### SHORT TASK 1
In the column on Newark's school system, how much did Zuckerberg and his wife donate to the Newark school district?

In My Opinion

The pitiful story of Newark’s school system

 

ggarvin@MiamiHerald.com

Samuel Johnson called second marriages the triumph of hope over experience. When an Internet billionaire announces a plan to give away another $100 million to a second public school district after the first fritters it away without any results, I’d say its more like the triumph of delusion over the dead certainty that teachers’ unions and educational bureaucrats are a bottomless pit of greed.

Last week’s announcement that Facebook CEO Mark Zuckerberg and his wife Priscilla Chan are donating $120 million to poor school districts in the San Francisco Bay Area coincidentally came a day or two after the publication of a long and horrifying piece in The New Yorker about what happened to their first attempt to wash away public education’s problems with a flood of cash.

Four years ago, Zuckerberg and his wife, convinced that the trouble with public education was that society doesn’t value it enough, put their money where their liberal ideals were, donated $100 million (a sum quickly matched by other philanthropists) to the school district in Newark, N.J, one of America’s most abysmal educational systems.

The result might be titled No Consultant, Bureaucrat or Union Goon Left Behind. Consultants took $20 million right off the top, routinely charging $1,000 a day for services like public relations, human resources and other stuff that’s been around since the beginning of corporate time but which apparently had to be reinvented for Newark.

### LISTED ENTRIES
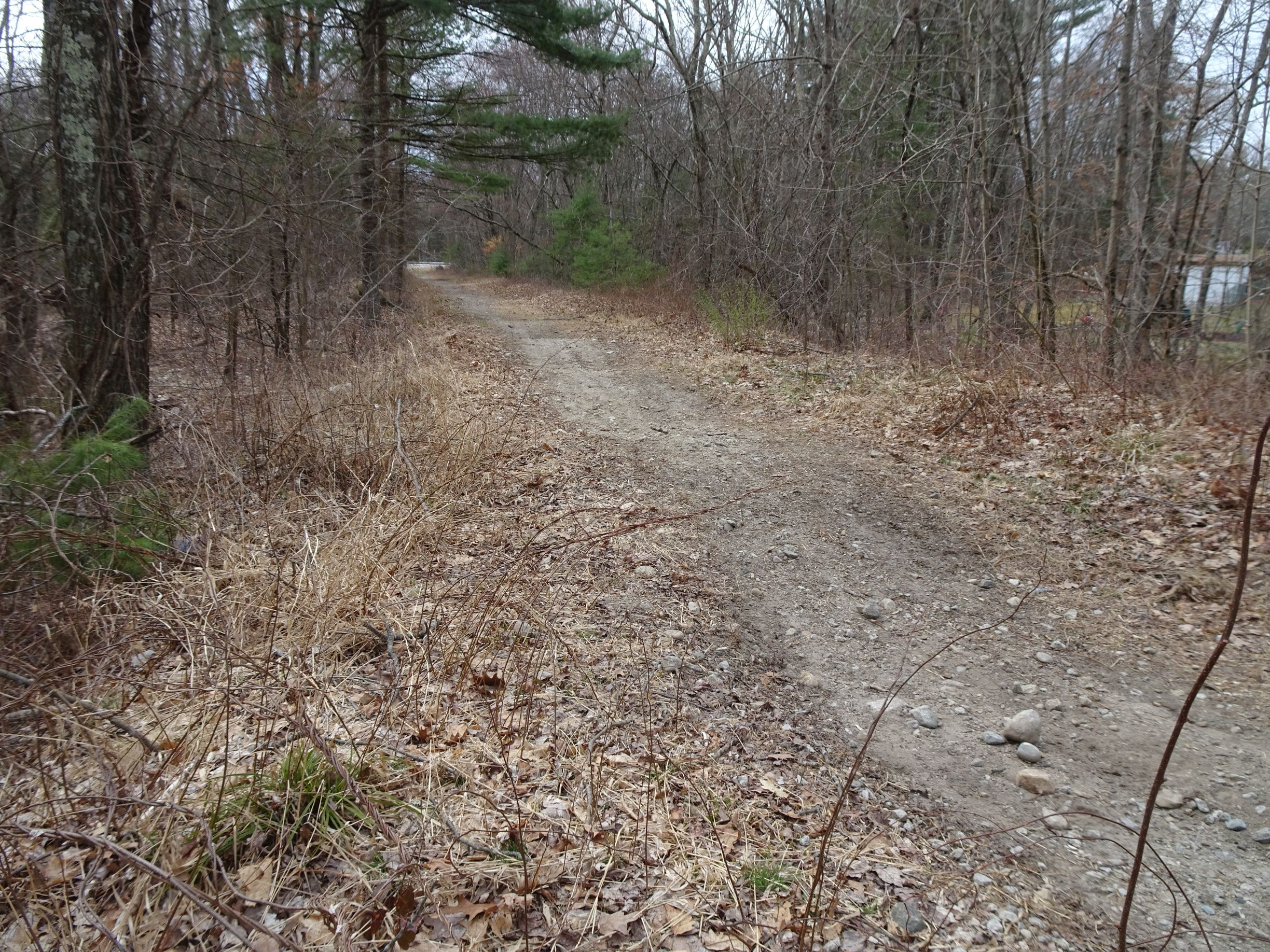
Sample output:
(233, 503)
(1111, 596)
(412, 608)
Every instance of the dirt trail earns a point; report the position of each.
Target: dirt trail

### SHORT TASK 2
Reproduce every line of the entries that follow the column, character for character, leaving out the picture.

### CORRECT RESULT 1
$100 million

### CORRECT RESULT 2
Sample output:
(233, 503)
(1111, 596)
(412, 608)
Every instance of the dirt trail earns a point; report the position of each.
Target: dirt trail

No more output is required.